Before we began the hunt in earnest, I wanted to get my Navigo pass since I would be in Paris until Monday. I should have gotten it yesterday, Monday, but I had left my photo at the apartment. So I got it today.

Back in the day . .. . I used the Carte Orange when I lived in Paris in the 1970s, and for my visits since then I’ve always used the Carnet. This is the first time I’ve tried the Navigo, and I was unsure how it worked. First I asked the lady attendant if I could buy the Navigo pass, and she said yes, and then she asked if I had a photo. I handed it to her. She told me to buy the pass at the machine – next to the window. For 5,50 euro I got a ticket to pay for the plastic pass itself. I brought her the ticket, she affixed my picture to the pass and put it into a plastic sleeve, and then invited me to load up the pass as I wished at the machine. She came over and helped me make the right selections on the machine. And I have to admit here that I wasn’t the one speaking and understanding French so easily; Cousin S is fluent (she is actually making a medical presentation in Lyon when she leaves Paris – she’s that fluent), and she was standing by me and adding color commentary and explanation and dual translation for the attendant and I. But it was quite easy.

━━━━━━━━

▶ _Questions_
**1.** In the account of buying a Navigo pass, what did the writer pay for the ticket covering the plastic pass itself?
**2.** Print the Navigo pass account from "Before we began" to "got it today.".
**3.** Say whether each statement agrees with the Navigo pass account, answering yes or no and quoting the deciding words: (a) The writer used the Carte Orange while living in Paris in the 1970s. (b) Cousin S speaks French fluently. (c) The writer had used the Navigo on earlier visits to Paris.
The listing that follows was drawn from a separate source.

Point localization data

━━━━━━━━

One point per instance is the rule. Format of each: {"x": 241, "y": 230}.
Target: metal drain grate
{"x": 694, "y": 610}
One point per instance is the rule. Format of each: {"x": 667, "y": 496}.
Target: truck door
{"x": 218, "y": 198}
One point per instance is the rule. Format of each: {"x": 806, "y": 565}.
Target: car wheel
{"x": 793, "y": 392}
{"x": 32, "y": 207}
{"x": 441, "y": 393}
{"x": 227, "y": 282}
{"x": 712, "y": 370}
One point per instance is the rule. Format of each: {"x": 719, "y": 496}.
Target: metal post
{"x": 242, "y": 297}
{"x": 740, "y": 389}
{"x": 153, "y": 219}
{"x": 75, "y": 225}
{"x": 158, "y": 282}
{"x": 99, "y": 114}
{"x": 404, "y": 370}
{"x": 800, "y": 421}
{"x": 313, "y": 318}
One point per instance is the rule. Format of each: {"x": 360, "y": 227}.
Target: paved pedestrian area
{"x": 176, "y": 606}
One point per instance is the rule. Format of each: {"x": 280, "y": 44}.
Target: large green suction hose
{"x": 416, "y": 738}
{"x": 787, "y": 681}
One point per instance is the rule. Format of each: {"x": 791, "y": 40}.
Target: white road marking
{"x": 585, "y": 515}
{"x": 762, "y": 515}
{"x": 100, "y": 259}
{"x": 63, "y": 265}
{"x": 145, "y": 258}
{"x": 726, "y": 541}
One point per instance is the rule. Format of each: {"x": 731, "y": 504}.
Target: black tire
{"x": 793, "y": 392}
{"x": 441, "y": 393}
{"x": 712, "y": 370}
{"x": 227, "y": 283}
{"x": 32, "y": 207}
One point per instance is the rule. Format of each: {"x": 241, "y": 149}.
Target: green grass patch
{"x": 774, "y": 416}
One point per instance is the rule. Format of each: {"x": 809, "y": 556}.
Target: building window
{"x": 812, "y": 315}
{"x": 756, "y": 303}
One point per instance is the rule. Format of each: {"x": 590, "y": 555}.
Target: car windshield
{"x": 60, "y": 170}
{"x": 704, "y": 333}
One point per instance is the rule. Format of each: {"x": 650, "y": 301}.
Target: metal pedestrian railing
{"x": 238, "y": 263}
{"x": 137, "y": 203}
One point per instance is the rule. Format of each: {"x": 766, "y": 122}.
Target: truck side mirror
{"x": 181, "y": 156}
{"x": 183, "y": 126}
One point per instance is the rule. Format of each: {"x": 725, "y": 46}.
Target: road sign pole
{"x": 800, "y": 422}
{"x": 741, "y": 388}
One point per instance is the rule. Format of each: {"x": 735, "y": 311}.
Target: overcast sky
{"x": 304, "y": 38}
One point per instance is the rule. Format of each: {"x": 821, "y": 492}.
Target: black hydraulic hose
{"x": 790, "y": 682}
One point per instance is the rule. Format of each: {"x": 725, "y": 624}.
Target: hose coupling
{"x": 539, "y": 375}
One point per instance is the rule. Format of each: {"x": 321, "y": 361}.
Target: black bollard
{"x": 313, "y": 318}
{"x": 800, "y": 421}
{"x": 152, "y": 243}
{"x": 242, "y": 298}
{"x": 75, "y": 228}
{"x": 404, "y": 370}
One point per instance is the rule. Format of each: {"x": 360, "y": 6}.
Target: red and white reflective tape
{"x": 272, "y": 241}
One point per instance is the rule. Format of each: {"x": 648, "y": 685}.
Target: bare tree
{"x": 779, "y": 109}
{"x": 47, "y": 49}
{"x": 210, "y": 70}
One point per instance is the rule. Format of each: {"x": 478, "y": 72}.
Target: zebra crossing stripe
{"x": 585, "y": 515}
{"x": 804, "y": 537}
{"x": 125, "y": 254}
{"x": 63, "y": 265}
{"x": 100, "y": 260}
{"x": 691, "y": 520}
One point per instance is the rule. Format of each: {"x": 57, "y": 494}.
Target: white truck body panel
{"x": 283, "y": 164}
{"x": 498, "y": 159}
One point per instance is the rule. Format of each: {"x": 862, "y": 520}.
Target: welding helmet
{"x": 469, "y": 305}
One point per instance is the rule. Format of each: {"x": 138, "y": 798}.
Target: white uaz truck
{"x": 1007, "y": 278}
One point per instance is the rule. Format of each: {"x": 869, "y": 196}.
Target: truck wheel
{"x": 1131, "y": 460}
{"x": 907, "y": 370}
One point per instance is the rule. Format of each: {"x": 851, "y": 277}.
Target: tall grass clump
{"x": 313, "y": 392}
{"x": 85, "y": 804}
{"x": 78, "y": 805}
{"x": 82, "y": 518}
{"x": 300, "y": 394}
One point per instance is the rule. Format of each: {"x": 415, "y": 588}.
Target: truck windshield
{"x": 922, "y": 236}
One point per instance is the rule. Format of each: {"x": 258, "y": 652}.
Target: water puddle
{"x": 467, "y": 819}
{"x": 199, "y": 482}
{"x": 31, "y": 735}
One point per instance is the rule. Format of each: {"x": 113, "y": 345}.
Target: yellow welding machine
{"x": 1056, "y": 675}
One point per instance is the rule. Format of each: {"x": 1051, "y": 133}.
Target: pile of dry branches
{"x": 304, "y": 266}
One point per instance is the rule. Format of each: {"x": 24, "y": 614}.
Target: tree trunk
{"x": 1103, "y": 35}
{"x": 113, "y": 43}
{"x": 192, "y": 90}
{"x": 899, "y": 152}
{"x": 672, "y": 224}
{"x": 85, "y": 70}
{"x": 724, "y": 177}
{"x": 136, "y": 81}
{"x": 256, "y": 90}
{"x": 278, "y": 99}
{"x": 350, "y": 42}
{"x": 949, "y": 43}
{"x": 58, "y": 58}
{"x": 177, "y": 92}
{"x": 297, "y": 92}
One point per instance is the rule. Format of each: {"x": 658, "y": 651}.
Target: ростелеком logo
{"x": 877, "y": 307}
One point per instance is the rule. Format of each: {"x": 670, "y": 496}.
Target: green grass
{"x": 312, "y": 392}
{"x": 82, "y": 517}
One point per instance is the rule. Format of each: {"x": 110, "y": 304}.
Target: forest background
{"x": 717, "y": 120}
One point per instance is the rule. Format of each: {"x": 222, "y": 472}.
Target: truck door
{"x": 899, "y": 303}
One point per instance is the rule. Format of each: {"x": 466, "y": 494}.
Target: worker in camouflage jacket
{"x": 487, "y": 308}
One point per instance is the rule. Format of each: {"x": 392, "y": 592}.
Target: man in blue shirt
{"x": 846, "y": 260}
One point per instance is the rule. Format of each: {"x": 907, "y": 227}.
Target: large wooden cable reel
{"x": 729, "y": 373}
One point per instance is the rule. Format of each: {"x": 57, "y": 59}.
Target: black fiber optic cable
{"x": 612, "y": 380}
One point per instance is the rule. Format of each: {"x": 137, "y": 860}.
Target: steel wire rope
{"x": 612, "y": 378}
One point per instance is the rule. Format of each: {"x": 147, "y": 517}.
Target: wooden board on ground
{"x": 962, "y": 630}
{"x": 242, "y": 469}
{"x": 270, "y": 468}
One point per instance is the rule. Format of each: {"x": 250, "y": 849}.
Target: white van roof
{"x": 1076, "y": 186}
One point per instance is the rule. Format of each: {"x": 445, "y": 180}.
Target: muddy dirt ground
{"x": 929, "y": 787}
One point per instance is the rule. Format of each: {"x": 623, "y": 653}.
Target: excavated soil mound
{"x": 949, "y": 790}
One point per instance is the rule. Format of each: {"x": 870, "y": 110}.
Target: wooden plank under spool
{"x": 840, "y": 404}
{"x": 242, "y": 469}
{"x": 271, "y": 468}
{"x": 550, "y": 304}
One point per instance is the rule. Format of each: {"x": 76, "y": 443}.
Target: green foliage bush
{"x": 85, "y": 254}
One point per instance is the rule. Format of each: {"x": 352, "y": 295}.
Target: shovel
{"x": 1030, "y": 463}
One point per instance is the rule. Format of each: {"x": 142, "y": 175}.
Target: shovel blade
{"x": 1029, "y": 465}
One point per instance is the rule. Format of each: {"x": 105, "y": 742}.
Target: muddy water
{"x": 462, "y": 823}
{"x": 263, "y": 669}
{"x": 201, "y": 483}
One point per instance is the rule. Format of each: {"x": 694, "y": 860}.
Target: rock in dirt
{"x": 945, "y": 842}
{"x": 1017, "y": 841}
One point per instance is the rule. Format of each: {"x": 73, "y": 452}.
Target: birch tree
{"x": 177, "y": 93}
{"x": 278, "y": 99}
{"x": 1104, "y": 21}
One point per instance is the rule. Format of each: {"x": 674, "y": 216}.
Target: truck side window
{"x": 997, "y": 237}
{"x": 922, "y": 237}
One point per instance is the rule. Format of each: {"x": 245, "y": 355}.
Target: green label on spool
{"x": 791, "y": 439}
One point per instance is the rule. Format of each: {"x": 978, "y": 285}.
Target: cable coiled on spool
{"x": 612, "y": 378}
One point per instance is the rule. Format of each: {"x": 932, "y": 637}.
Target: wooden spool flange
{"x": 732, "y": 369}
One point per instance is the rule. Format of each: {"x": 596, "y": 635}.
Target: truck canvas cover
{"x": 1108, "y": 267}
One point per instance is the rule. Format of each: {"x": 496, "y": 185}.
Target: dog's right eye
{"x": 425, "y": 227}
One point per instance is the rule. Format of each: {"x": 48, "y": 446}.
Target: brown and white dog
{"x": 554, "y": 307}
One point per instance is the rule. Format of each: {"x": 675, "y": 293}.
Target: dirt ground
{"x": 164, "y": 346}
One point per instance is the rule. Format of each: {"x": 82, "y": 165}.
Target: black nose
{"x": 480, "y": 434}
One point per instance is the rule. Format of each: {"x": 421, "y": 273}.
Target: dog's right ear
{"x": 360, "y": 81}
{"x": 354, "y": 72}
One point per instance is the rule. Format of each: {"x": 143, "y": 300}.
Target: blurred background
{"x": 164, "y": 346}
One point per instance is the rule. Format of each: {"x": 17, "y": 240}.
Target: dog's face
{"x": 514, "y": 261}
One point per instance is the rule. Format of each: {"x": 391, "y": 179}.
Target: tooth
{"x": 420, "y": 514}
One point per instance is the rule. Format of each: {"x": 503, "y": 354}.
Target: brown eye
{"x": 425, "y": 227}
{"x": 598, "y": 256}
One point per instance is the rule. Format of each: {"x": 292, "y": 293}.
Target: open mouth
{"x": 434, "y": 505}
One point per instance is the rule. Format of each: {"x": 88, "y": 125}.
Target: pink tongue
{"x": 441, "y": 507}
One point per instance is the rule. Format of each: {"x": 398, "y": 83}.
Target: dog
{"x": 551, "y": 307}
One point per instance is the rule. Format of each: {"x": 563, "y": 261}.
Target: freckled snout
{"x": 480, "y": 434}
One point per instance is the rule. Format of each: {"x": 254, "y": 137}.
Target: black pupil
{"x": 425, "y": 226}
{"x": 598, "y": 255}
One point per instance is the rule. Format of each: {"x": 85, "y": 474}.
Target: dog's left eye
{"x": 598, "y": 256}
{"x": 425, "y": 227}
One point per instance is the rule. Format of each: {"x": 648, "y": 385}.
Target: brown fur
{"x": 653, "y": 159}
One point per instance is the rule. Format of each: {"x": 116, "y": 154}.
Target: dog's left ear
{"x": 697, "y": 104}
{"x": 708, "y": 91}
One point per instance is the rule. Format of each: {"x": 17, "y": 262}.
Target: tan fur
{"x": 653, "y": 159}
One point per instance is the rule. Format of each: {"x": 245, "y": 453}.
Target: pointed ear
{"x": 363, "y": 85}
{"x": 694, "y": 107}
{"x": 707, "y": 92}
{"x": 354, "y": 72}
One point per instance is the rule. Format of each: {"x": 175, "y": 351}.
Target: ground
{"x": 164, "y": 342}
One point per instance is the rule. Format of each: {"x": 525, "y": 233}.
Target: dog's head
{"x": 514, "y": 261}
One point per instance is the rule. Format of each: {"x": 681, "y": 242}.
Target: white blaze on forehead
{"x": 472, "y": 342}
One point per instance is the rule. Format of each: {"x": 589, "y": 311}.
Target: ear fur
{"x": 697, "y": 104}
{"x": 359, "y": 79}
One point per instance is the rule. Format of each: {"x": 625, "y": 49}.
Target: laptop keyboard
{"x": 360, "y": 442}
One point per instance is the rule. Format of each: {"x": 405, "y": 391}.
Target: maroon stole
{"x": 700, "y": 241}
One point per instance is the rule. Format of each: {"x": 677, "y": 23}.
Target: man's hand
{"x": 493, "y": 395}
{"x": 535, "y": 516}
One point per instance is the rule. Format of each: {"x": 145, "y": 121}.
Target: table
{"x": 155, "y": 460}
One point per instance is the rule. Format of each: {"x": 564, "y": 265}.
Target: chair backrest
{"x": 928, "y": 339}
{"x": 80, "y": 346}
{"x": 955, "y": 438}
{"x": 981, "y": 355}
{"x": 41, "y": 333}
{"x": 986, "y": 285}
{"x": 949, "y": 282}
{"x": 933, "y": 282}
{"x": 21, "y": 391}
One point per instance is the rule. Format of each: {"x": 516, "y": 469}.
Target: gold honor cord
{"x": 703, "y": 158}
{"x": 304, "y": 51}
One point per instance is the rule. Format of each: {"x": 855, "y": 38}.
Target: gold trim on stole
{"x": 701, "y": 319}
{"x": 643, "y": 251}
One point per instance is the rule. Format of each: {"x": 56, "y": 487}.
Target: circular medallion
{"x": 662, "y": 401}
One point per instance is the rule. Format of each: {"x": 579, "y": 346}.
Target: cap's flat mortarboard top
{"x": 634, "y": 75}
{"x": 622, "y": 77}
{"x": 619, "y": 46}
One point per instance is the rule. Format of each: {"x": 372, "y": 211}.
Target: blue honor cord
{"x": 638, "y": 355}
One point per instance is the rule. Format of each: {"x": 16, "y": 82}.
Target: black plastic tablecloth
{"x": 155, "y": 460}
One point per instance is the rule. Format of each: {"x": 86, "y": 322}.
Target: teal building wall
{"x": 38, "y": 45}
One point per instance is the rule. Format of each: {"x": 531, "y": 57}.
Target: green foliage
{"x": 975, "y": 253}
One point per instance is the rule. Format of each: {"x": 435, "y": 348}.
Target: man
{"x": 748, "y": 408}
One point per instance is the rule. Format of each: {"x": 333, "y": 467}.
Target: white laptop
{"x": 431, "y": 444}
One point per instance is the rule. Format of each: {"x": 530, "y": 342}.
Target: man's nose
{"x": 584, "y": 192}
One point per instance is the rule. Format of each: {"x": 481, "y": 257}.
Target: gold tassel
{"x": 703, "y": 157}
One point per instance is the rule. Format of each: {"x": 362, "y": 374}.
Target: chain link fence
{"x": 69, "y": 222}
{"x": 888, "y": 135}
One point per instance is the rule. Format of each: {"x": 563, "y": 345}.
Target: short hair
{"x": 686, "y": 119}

━━━━━━━━

▶ _Expected responses_
**1.** 5,50 euro.

**2.**
Before we began the hunt in earnest, I wanted to get my Navigo pass since I would be in Paris until Monday. I should have gotten it yesterday, Monday, but I had left my photo at the apartment. So I got it today.

**3.**
(a) Yes: "I used the Carte Orange when I lived in Paris in the 1970s"
(b) Yes: "Cousin S is fluent"
(c) No: "This is the first time I’ve tried the Navigo"